**Task instructions**:
1. About the Mark Hurst profile:
(a) Which degrees did Hurst earn at the Massachusetts Institute of Technology?
(b) Which magazine named him Netrepreneur of the Year?
(c) In the interview with Matthew Cornell, what does Hurst say learning bit literacy now is like?
2. Can you rewrite the Mark Hurst profile from "Entrepreneur, consultant, public" to "(Good Experience Live).", changing "public speaker" to "lecturer"?

**Source extract**:
Married. Education: Massachusetts Institute of Technology, bachelor's and master's degrees.
Home—New York, NY.
Entrepreneur, consultant, public speaker, and writer. Founder and president, Creative Good (electronic commerce consulting firm), c. 1997—, and Good Experience (media company); has also worked for Yoyodyne Entertainment (online game company). Host, GEL conference (Good Experience Live).
Bit Literacy: Productivity in the Age of E-mail and Information Overload, Elevate (Charleston, SC), 2007.
Mark Hurst is the founder of the Creative Good consulting firm that helps make Internet technology easier to use for companies. Named one of the 1,000 most creative individuals in the U.S. by information technology pioneer Richard Saul Wurman, and Netrepreneur of the Year by InfoWorld magazine, Hurst commented on his consulting firm in an interview with Lou Rosenfeld on the ACIA Web site: "The mission of Creative Good was, and still is, to make the Web easier to use—so from day one I've tried to help companies make their Web sites easier, simpler, more useful, more relevant, more valuable to their customers." Hurst is also the author of Bit Literacy: Productivity in the Age of E-mail and Information Overload. Here the author addresses the experience of "digital overload"; that is, the overwhelming flood of e-mail, multiple list e-mails, documents in various file formats, and the distractions of cell phones and other digital devices that are part of modern life.
In an interview with Matthew Cornell on the Matt's Idea Blog, Hurst noted: "Five, ten or twenty years from now, the bits will increase exponentially: email, web, phones and PDAs. Without proper training, users everywhere will face an increasingly urgent problem of overload. Now is the moment to learn bit literacy. It's like getting in shape on a slow-moving treadmill before it speeds up to a sprinting pace."
Bit Literacy takes the how-to approach one step farther by offering an entirely new way of attaining productivity. In his interview with Rosenfeld, the author commented: "The customer experience will be increasingly holistic, made up of many more different interfaces and devices. The only constant in all this change will be the bit. The technology customer experience for the next ten years will be defined by the bit: its inherent properties, its seepage into all areas of life, its increasing numbers, and people's ability to engage all of that. I have developed a new perspective that allows people to engage and thrive within the bits: it's called ‘bit literacy.’"

**Material provided**:
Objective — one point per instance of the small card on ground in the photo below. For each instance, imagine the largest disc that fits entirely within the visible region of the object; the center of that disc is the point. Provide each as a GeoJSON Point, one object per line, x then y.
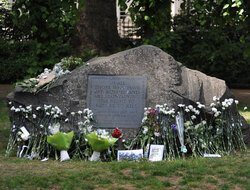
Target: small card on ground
{"type": "Point", "coordinates": [130, 155]}
{"type": "Point", "coordinates": [156, 152]}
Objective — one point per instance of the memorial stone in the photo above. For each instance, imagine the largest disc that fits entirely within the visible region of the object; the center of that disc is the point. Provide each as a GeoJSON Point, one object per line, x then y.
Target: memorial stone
{"type": "Point", "coordinates": [117, 101]}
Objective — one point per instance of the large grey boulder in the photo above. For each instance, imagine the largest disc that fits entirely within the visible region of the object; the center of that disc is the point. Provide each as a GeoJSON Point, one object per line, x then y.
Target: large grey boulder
{"type": "Point", "coordinates": [168, 81]}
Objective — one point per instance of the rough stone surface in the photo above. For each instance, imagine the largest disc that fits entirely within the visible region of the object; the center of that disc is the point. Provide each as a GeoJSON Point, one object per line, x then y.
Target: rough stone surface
{"type": "Point", "coordinates": [168, 81]}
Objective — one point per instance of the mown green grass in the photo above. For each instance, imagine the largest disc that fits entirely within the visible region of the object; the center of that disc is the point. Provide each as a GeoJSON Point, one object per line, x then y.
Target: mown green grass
{"type": "Point", "coordinates": [229, 172]}
{"type": "Point", "coordinates": [244, 113]}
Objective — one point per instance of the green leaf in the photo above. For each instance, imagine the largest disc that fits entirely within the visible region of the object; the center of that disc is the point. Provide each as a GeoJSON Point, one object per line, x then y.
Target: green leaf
{"type": "Point", "coordinates": [226, 6]}
{"type": "Point", "coordinates": [61, 141]}
{"type": "Point", "coordinates": [99, 144]}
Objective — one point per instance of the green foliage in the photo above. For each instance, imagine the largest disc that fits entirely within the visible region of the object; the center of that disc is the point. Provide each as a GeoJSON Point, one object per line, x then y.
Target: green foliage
{"type": "Point", "coordinates": [150, 16]}
{"type": "Point", "coordinates": [210, 36]}
{"type": "Point", "coordinates": [34, 35]}
{"type": "Point", "coordinates": [70, 63]}
{"type": "Point", "coordinates": [61, 141]}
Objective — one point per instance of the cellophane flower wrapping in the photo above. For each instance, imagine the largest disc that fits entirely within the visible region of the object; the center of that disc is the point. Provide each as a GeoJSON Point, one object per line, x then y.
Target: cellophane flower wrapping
{"type": "Point", "coordinates": [100, 142]}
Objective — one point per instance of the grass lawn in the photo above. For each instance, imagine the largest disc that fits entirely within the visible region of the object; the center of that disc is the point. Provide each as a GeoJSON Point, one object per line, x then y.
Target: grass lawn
{"type": "Point", "coordinates": [229, 172]}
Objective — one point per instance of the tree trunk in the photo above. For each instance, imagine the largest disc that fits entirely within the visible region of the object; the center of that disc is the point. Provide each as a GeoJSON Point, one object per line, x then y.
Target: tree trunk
{"type": "Point", "coordinates": [97, 28]}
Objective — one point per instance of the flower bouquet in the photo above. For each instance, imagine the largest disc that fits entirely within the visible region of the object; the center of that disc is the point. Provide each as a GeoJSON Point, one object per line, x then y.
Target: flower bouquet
{"type": "Point", "coordinates": [99, 141]}
{"type": "Point", "coordinates": [62, 142]}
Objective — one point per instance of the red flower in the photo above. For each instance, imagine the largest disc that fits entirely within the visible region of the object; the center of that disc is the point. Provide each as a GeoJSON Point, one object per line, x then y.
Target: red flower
{"type": "Point", "coordinates": [116, 133]}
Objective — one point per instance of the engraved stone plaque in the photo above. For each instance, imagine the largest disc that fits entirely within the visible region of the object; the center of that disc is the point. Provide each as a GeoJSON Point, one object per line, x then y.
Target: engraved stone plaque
{"type": "Point", "coordinates": [117, 101]}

**The answers**:
1.
(a) A bachelor's degree and a master's degree.
(b) InfoWorld magazine.
(c) Getting in shape on a slow-moving treadmill before it speeds up to a sprinting pace.

2.
Entrepreneur, consultant, lecturer, and writer. Founder and president, Creative Good (electronic commerce consulting firm), c. 1997—, and Good Experience (media company); has also worked for Yoyodyne Entertainment (online game company). Host, GEL conference (Good Experience Live).